====== Data for analysis

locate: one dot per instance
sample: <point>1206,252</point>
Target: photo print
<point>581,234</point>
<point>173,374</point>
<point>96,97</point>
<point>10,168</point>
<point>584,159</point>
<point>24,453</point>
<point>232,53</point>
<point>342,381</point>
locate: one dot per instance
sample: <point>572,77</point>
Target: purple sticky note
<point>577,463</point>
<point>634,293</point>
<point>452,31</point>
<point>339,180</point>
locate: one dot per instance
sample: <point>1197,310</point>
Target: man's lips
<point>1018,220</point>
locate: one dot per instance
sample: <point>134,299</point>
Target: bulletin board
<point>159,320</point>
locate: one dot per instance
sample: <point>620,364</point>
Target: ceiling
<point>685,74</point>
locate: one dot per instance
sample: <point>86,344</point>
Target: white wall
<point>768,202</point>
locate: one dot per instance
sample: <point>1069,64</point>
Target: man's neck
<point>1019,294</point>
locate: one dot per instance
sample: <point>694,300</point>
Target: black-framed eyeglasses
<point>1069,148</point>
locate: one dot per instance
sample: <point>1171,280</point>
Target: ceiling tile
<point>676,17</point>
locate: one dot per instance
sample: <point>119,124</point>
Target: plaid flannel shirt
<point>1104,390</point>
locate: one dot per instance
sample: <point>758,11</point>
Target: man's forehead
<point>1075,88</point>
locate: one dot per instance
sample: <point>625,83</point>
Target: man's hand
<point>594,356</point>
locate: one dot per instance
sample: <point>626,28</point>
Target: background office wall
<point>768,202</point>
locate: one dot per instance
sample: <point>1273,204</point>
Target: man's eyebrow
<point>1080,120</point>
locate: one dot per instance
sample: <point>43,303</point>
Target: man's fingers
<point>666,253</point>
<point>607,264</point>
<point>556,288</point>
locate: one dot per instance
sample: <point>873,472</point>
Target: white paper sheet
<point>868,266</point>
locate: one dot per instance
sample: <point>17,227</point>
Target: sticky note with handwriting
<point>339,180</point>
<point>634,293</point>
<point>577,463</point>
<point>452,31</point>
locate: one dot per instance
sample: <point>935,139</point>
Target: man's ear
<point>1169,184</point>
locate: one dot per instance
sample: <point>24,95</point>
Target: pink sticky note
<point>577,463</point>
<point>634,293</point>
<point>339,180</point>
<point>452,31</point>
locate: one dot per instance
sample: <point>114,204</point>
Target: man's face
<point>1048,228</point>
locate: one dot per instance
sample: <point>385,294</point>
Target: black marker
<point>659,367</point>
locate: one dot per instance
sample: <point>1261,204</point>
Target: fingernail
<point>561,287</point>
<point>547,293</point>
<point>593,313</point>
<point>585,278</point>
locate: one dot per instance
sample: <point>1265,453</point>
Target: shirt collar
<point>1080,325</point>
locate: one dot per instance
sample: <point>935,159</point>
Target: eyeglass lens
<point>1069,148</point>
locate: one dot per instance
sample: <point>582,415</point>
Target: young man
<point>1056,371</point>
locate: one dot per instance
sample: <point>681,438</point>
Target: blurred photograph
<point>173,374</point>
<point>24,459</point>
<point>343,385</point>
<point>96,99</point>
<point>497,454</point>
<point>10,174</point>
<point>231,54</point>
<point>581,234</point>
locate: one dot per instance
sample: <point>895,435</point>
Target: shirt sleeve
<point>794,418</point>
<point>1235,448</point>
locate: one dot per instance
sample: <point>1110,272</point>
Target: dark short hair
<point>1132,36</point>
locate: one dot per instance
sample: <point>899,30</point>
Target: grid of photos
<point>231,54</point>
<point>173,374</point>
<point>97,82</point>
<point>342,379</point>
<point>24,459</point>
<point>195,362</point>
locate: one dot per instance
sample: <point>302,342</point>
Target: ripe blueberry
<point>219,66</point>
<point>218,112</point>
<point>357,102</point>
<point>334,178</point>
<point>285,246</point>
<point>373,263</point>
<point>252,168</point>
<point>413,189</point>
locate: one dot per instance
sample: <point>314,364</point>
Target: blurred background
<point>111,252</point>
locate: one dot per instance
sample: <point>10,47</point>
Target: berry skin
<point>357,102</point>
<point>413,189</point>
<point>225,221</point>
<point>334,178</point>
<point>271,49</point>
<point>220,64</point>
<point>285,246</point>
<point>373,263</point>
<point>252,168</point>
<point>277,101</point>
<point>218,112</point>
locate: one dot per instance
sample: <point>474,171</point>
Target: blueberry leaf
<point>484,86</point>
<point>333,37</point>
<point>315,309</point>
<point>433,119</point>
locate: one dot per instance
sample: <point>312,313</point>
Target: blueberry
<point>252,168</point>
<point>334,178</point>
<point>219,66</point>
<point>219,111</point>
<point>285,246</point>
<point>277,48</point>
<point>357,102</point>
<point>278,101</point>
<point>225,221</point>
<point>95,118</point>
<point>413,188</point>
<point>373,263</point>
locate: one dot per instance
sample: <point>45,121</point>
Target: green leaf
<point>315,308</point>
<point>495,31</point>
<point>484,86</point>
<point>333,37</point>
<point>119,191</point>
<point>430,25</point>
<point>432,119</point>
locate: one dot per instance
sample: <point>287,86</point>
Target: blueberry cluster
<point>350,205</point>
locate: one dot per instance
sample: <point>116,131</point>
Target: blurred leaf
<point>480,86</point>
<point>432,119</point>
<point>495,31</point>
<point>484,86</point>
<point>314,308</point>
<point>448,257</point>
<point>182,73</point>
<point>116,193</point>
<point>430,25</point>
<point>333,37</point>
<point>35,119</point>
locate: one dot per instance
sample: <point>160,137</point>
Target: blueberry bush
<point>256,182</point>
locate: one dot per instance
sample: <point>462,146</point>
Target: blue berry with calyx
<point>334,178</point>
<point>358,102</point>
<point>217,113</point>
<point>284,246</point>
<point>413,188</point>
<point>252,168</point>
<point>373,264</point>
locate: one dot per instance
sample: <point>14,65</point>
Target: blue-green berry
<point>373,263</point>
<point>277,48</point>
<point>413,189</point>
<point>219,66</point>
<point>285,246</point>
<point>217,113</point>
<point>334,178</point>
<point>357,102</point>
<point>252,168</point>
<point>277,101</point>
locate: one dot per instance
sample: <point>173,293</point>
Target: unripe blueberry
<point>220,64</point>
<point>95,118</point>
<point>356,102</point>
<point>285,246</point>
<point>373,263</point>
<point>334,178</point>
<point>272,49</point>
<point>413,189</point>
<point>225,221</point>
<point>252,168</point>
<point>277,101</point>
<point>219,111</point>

============

Task to complete: Restate, word for word and with nothing added, the lines from the beginning of the records above through the line that contains "sample: <point>625,83</point>".

Expected answer:
locate: one dot per instance
sample: <point>1206,252</point>
Target: photo print
<point>581,234</point>
<point>173,374</point>
<point>96,97</point>
<point>10,168</point>
<point>584,159</point>
<point>24,453</point>
<point>232,53</point>
<point>342,381</point>
locate: one dot per instance
sample: <point>572,77</point>
Target: purple sticky note
<point>577,463</point>
<point>634,293</point>
<point>452,31</point>
<point>339,180</point>
locate: one dot per instance
sample: <point>1197,310</point>
Target: man's lips
<point>1018,220</point>
locate: one dot per instance
sample: <point>134,299</point>
Target: bulletin board
<point>159,320</point>
locate: one dot per instance
sample: <point>620,364</point>
Target: ceiling
<point>685,74</point>
locate: one dot per instance
sample: <point>86,344</point>
Target: white wall
<point>768,202</point>
locate: one dot per instance
sample: <point>1069,64</point>
Target: man's neck
<point>1019,294</point>
locate: one dot per instance
sample: <point>694,300</point>
Target: black-framed eyeglasses
<point>1069,148</point>
locate: one dot per instance
sample: <point>1171,280</point>
Target: ceiling tile
<point>676,17</point>
locate: one dot per instance
sample: <point>119,124</point>
Target: plaid flannel shirt
<point>1104,390</point>
locate: one dot per instance
sample: <point>758,11</point>
Target: man's forehead
<point>1075,88</point>
locate: one dot per instance
sample: <point>625,83</point>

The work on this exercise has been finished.